## YOUR GOAL
Could you return every line of the records below that contains the word "clicks"?

## RECORD EXTRACTS
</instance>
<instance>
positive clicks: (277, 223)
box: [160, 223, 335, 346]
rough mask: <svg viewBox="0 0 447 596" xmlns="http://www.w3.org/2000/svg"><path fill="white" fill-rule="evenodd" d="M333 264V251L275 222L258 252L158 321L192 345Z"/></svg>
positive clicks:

## ANSWER BOX
positive clicks: (277, 223)
positive clicks:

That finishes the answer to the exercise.